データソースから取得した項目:
/---

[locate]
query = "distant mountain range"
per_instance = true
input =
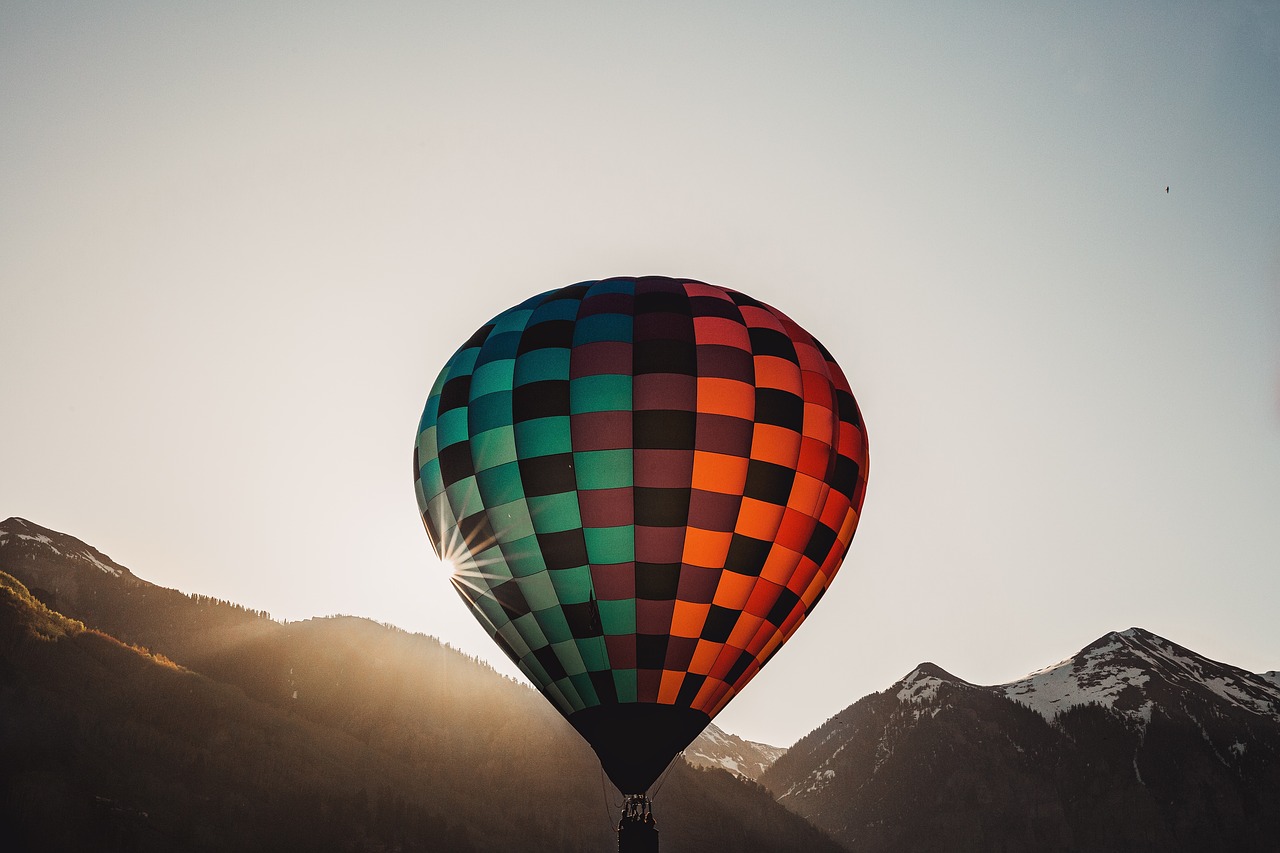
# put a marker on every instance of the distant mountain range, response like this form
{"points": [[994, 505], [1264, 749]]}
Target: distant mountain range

\---

上記の項目をすべて、一字一句違えずに書き写してください。その際、画像は含めないでください。

- **出力結果**:
[locate]
query = "distant mountain range"
per_instance = true
input =
# put a marker on every instance of the distant mountain range, response like this form
{"points": [[994, 505], [1264, 749]]}
Target: distant mountain range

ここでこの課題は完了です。